• _Written task_
Find every line of the items below that contains the string "fixture", and copy each such line. Matching is case-sensitive.

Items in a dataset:
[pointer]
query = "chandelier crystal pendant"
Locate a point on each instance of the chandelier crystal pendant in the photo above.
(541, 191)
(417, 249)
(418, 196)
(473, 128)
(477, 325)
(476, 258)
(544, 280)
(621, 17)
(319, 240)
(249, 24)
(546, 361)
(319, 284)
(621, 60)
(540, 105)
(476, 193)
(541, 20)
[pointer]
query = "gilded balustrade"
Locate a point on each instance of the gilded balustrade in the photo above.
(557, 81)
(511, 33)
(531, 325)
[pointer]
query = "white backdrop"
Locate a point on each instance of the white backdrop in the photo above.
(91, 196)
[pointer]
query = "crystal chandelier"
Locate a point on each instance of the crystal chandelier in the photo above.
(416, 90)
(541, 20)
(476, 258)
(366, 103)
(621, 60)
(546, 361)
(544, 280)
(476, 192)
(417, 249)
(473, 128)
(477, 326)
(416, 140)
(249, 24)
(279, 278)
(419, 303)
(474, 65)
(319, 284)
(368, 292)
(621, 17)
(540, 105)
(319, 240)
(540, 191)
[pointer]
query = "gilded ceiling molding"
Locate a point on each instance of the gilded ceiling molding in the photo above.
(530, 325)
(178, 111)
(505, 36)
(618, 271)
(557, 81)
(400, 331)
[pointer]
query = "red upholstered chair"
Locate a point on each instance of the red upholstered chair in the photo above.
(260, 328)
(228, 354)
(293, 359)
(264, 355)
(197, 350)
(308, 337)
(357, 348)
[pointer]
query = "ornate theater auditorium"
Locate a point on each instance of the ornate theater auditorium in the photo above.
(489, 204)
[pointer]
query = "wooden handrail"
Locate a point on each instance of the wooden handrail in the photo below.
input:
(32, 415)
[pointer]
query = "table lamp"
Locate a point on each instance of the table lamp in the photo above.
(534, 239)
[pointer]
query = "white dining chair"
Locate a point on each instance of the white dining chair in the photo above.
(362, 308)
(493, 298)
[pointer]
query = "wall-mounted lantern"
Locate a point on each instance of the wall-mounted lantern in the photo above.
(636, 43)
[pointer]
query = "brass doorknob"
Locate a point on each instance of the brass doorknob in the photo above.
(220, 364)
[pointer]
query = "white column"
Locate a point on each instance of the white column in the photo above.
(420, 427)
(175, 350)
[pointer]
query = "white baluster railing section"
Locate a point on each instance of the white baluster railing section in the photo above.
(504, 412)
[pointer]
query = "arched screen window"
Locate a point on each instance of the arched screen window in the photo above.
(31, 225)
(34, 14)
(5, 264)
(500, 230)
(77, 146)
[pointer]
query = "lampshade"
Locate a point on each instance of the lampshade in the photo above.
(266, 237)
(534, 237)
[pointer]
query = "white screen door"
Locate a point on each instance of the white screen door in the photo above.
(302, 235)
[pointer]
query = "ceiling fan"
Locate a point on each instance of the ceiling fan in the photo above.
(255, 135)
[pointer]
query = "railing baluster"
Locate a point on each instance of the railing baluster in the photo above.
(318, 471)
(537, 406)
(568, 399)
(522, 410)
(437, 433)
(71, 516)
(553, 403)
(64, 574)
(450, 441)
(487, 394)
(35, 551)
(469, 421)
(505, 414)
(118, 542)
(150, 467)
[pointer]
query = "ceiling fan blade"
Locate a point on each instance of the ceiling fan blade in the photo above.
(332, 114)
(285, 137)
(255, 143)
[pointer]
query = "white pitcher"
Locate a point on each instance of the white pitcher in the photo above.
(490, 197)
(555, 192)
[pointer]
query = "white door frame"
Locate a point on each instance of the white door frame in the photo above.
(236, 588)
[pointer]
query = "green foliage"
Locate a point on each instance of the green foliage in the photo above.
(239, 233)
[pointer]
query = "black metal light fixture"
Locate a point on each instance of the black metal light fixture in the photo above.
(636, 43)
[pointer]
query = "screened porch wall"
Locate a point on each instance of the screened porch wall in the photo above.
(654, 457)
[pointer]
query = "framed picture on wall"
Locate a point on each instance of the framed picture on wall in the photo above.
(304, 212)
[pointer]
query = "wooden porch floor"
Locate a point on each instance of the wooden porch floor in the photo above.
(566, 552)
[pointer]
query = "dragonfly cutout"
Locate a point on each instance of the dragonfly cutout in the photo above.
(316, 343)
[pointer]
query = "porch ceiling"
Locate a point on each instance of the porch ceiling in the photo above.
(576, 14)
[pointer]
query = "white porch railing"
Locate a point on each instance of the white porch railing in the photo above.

• _Solution to this task_
query = "black metal light fixture"
Locate a point on each instance of the black metal light fixture in the photo above.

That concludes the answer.